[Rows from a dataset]
•••

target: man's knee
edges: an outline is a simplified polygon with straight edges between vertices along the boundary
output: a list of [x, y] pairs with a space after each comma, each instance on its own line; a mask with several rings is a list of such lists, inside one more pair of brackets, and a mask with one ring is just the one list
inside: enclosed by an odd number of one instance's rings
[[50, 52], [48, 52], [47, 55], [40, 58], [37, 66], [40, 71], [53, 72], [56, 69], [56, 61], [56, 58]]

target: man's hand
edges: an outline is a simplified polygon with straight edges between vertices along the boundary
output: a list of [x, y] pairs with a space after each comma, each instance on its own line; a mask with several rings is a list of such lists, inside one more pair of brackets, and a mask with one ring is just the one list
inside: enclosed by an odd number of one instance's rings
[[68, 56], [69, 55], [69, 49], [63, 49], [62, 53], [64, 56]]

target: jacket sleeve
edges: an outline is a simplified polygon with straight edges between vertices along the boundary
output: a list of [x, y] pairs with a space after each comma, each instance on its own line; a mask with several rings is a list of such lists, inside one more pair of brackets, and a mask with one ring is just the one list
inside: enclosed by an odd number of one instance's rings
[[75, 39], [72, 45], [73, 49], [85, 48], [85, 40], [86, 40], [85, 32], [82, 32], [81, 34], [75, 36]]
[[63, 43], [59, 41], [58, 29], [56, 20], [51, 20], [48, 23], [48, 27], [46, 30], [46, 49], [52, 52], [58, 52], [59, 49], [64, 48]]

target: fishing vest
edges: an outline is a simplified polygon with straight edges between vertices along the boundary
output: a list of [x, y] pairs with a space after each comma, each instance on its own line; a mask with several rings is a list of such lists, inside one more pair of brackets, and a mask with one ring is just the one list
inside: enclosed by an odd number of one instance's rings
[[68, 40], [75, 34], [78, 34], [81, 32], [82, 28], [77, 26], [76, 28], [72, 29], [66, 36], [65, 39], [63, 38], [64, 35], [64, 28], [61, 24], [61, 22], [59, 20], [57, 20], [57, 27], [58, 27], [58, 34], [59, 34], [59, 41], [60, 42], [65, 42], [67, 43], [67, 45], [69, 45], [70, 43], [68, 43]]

•••

Set problem: Express the stretch from the line containing "target: fishing vest" through the end of the items as a Markdown table with the columns n and Line, numbering each row and leaving out blank lines.

Output for this exercise:
| n | Line |
|---|---|
| 1 | target: fishing vest |
| 2 | edges: an outline is a simplified polygon with straight edges between vertices along the boundary |
| 3 | output: a list of [x, y] pairs with a space after each comma, each instance on its own line; a mask with several rings is a list of such lists, inside one more pair of brackets, and a mask with one ring is just the one list |
| 4 | inside: enclosed by an odd number of one instance's rings |
| 5 | [[68, 40], [75, 34], [78, 34], [81, 32], [82, 28], [77, 26], [76, 28], [72, 29], [66, 36], [65, 39], [63, 38], [64, 35], [64, 28], [61, 24], [61, 22], [59, 20], [57, 20], [57, 27], [58, 27], [58, 34], [59, 34], [59, 41], [60, 42], [65, 42], [67, 43], [67, 45], [69, 45], [70, 43], [68, 43]] |